Record set:
• • • •

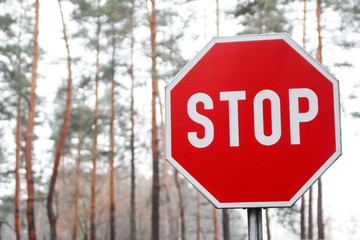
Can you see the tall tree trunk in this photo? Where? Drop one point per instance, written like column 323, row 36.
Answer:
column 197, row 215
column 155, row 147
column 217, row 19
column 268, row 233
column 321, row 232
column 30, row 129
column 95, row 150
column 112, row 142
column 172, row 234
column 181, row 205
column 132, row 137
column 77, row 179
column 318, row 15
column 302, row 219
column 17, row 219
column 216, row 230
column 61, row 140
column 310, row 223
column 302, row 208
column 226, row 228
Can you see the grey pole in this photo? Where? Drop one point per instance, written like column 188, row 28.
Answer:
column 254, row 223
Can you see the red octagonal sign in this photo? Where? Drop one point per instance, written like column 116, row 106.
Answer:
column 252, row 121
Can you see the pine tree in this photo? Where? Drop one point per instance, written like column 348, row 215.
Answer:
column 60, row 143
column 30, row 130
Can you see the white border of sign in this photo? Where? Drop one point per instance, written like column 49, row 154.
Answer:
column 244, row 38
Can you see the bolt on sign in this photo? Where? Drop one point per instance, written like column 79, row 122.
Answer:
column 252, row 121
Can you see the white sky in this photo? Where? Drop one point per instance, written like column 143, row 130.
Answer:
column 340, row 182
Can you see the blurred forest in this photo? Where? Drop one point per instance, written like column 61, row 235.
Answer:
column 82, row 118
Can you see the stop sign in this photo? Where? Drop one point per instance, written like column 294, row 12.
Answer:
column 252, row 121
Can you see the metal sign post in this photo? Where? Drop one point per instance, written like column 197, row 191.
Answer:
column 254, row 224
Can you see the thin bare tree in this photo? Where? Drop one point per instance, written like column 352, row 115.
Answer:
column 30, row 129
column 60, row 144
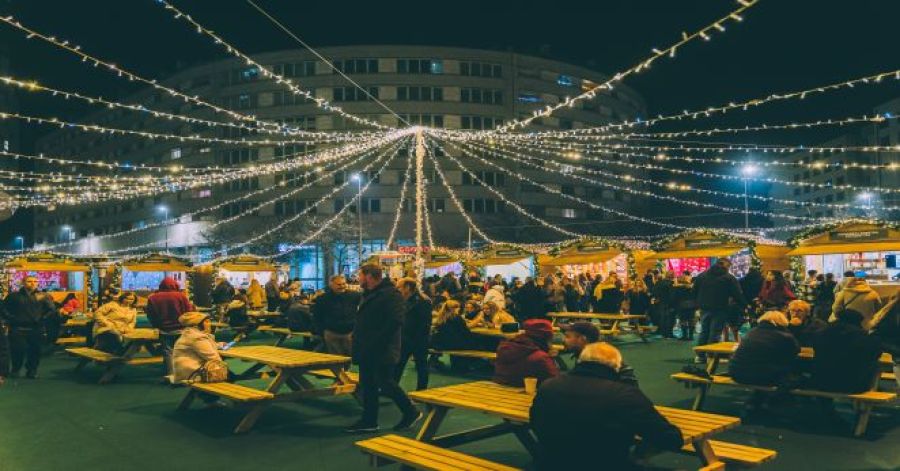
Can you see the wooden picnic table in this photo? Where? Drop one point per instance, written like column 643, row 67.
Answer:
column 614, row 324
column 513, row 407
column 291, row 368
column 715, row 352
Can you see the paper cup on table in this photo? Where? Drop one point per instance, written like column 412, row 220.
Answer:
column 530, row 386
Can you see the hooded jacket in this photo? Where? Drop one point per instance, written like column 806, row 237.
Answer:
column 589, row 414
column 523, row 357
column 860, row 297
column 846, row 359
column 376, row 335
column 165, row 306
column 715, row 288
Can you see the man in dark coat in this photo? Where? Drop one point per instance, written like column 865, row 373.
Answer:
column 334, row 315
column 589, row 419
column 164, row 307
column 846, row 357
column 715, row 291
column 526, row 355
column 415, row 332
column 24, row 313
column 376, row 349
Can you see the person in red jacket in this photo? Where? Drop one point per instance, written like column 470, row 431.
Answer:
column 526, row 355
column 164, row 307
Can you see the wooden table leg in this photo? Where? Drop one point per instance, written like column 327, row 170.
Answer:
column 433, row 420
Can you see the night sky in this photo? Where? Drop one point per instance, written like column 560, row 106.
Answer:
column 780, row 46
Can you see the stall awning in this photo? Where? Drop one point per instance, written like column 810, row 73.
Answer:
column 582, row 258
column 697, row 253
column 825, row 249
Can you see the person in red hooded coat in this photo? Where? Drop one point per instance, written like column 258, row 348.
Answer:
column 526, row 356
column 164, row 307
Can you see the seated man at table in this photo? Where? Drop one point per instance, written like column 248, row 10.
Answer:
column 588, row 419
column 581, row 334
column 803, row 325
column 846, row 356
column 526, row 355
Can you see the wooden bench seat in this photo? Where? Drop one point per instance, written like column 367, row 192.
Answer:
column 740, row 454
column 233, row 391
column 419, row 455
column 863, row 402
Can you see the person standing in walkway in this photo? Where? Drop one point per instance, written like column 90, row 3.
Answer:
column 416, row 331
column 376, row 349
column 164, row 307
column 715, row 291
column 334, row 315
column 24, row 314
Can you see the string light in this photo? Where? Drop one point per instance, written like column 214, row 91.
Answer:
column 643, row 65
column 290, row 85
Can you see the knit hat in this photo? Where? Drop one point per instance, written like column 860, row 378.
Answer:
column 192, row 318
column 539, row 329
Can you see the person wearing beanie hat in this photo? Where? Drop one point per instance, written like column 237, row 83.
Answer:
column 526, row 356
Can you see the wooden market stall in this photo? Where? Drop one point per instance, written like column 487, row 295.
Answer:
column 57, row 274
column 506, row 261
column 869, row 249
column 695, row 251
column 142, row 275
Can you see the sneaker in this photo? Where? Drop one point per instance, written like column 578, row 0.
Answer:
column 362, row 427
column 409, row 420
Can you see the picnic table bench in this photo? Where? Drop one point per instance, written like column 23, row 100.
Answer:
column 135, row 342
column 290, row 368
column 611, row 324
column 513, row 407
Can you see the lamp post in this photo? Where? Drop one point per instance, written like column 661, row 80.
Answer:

• • • •

Task objective: Replace "this photo" with "this image" throughout the lines above, and reproduce everything else without change. Leave the pictures out of your answer.

Expected answer:
Can you see the tall tree trunk in this image? Where? Drop one point per instance, written like column 323, row 36.
Answer:
column 197, row 215
column 155, row 147
column 217, row 19
column 268, row 233
column 321, row 232
column 30, row 129
column 95, row 150
column 112, row 142
column 172, row 234
column 181, row 205
column 132, row 137
column 77, row 179
column 318, row 15
column 302, row 219
column 17, row 219
column 216, row 230
column 61, row 140
column 310, row 223
column 302, row 208
column 226, row 228
Can you see the grey pole in this image? Where? Drop one point per instance, written like column 188, row 28.
Answer:
column 254, row 223
Can you see the red octagonal sign in this image? Where? Drop one point per instance, written like column 116, row 106.
Answer:
column 252, row 121
Can you see the pine tree in this image? Where? Drop one point per instance, written like column 348, row 215.
Answer:
column 60, row 143
column 30, row 130
Can you see the white border of sign in this image? Where? Drop one point per instance, written like column 49, row 154.
Answer:
column 244, row 38
Can you see the bolt on sign in this image? Where? Drop one point per instance, written like column 79, row 122.
Answer:
column 252, row 121
Can you see the white sky in this image? Where? Drop one point per instance, written like column 143, row 130.
Answer:
column 340, row 182
Can you see the blurred forest in this image? Where? Drop one point per instance, written like column 61, row 235.
Answer:
column 82, row 118
Can you see the stop sign in this image? Where? Drop one point per instance, written like column 294, row 12.
Answer:
column 252, row 121
Can you see the metal sign post in this image? Where? Drop one point per instance, written like column 197, row 191.
Answer:
column 254, row 224
Can you see the thin bare tree in this image? Where? Drop one point per instance, written like column 352, row 115.
Answer:
column 30, row 129
column 60, row 144
Can you see the wooden picnic table in this image? Where? Drop one point per instance, written like column 643, row 67.
Answer:
column 614, row 324
column 513, row 407
column 291, row 368
column 715, row 352
Can you see the paper cup on table in this image? Where? Drop one point per instance, written like column 412, row 220.
Answer:
column 530, row 386
Can you see the hooded jacket in this image? Where? Drop one point per instance, written like column 806, row 237.
Answer:
column 589, row 414
column 523, row 357
column 860, row 297
column 846, row 359
column 376, row 335
column 165, row 306
column 715, row 288
Can you see the man in dark coat in this image? Where? Drop one point per instance, written like column 865, row 373.
Answer:
column 334, row 315
column 589, row 419
column 164, row 307
column 846, row 357
column 715, row 291
column 526, row 355
column 415, row 332
column 24, row 313
column 376, row 349
Can you see the person in red jacket in this image? Where? Drop one point per instance, written like column 470, row 431.
Answer:
column 526, row 355
column 164, row 307
Can you see the wooden table leg in this image? Where? Drop one point per instance, written like column 327, row 170.
Answer:
column 433, row 420
Can you see the night sky in this image? Where? Drop one point per instance, written like column 560, row 106.
Answer:
column 780, row 46
Can you see the stall awning in this image? Where? Drop one point per instance, written like column 810, row 73.
Answer:
column 582, row 258
column 697, row 253
column 825, row 249
Can you see the person in red hooded coat in this image? Where? Drop one point per instance, written like column 258, row 348.
Answer:
column 526, row 356
column 164, row 307
Can you see the seated man at table in this image? Where? Drop one point per instance, written like column 248, row 10.
Answer:
column 588, row 419
column 581, row 334
column 803, row 325
column 846, row 356
column 526, row 355
Can you see the wooden bench seat in this image? Where? Drop one point per instance, written like column 367, row 192.
Answer:
column 740, row 454
column 233, row 391
column 419, row 455
column 863, row 402
Can you see the person standing in walkway in this image? Where? Drop one point per instance, written like column 90, row 3.
Answer:
column 416, row 331
column 376, row 349
column 164, row 307
column 715, row 291
column 334, row 315
column 24, row 314
Can you see the string light in this image? Where? Drop one point per instance, written like column 214, row 91.
Answer:
column 643, row 65
column 290, row 85
Can you see the knit hat in this image? Where? Drop one point per instance, written like column 860, row 378.
Answer:
column 192, row 318
column 539, row 329
Can you see the person wearing beanie hat in this image? Where? Drop one point per instance, written like column 237, row 83.
Answer:
column 526, row 356
Can you see the wooden market stall in this image? Where? Drop one point per instance, written like column 487, row 295.
Answer:
column 57, row 274
column 506, row 261
column 869, row 249
column 695, row 251
column 142, row 275
Can you see the sneaker in this image? Where? Drop one point per instance, written like column 578, row 0.
Answer:
column 362, row 427
column 409, row 420
Can you see the picnic table bench in this image? Where? Drop one point per instance, written like column 23, row 100.
Answer:
column 135, row 342
column 290, row 368
column 611, row 324
column 513, row 407
Can you see the lamp post in this image? Where? Drop one point per instance, written like column 661, row 80.
Answer:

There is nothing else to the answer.